Extracted text
§

Chicago Tribune - August 29, 2004
Julie Deardorff, Tribune staff reporter


Sculptra, the latest weapon against what has been called the modern scarlet letter--cheek wasting--consists of a chemical called synthetic polylactic acid that has been used in dissolvable stitches, bone screws and facial implants. But though it has been shown to increase skin thickness and add volume to facial tissue in a small sample of HIV-positive white men, other populations--including healthy ones--need to be tested. Men normally have thicker skin than women, while ethnicity is another variable. Irish skin, for example, is thinner than Asian skin, said Dr. Iliana Sweis of the North Shore Center for Plastic Surgery.

As a condition of approval by the Food and Drug Administration, the manufacturer, Dermik Laboratories, will study 100 patients, including at least 30 women and 30 people with dark skin, for five years to evaluate Sculptra's long-term safety. Long-term side effects are not known because follow-up data in the studies cited to the FDA were kept for only two years. Short-term reactions can include bleeding, hematomas, infections, abscesses and damage to the nerves, according to German doctor Ziya Saylan, who has used the product for several years and testified before the FDA.

"The material creates an inflammatory reaction by irritating the surrounding tissue," said Dr. Ed Lorenc, associate professor of plastic surgery at New York University Medical School, who, like Sweis, won't offer Sculptra to patients for purely cosmetic reasons. "That's where you get the effect. But [in HIV patients] the immune system is suppressed. How will that translate in someone who is not immune compromised?"

Time will tell, because doctors are free to prescribe it to healthy people for off-label use.

§

Record excerpts
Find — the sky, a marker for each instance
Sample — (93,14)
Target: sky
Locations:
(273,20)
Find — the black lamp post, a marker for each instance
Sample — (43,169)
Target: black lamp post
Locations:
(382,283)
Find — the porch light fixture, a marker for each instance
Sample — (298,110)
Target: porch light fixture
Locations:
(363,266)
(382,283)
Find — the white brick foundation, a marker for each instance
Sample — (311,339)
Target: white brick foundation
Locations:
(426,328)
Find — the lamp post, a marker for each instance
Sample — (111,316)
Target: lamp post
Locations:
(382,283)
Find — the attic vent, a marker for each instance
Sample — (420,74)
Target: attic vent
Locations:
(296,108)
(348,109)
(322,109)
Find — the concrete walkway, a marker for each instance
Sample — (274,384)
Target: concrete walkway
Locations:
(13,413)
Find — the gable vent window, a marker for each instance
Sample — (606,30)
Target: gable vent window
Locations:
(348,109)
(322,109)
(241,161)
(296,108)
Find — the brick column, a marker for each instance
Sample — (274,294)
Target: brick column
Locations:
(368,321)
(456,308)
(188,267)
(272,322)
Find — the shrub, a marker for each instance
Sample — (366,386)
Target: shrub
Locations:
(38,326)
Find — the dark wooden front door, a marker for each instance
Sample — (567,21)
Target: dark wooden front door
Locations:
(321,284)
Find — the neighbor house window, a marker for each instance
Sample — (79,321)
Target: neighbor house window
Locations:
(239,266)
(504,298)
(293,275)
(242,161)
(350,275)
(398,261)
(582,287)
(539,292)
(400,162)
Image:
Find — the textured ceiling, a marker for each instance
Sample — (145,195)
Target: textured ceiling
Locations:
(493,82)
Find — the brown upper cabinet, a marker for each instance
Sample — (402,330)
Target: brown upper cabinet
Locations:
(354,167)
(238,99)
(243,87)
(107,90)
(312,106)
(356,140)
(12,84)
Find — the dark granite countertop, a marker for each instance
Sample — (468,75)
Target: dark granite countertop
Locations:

§

Problems to work on
[A] Put this sentence from the Sculptra article into Spanish: "Men normally have thicker skin than women, while ethnicity is another variable."
[B] Answer these questions using the Sculptra article:
(i) Which company manufactures Sculptra?
(ii) For how long were follow-up data kept in the studies cited to the FDA?
(iii) At which medical school is Dr. Ed Lorenc an associate professor of plastic surgery?
[C] Rewrite the Sculptra article starting at "Chicago Tribune - August" and ending at "for Plastic Surgery.", switching "Sculptra" to "Product X" each time it appears.
The lines aren't needed for anything that follows.

Per-task outputs
[A] Los hombres normalmente tienen la piel más gruesa que las mujeres, mientras que el origen étnico es otra variable.

[B]
(i) Dermik Laboratories
(ii) Only two years
(iii) New York University Medical School

[C]
Chicago Tribune - August 29, 2004
Julie Deardorff, Tribune staff reporter


Product X, the latest weapon against what has been called the modern scarlet letter--cheek wasting--consists of a chemical called synthetic polylactic acid that has been used in dissolvable stitches, bone screws and facial implants. But though it has been shown to increase skin thickness and add volume to facial tissue in a small sample of HIV-positive white men, other populations--including healthy ones--need to be tested. Men normally have thicker skin than women, while ethnicity is another variable. Irish skin, for example, is thinner than Asian skin, said Dr. Iliana Sweis of the North Shore Center for Plastic Surgery.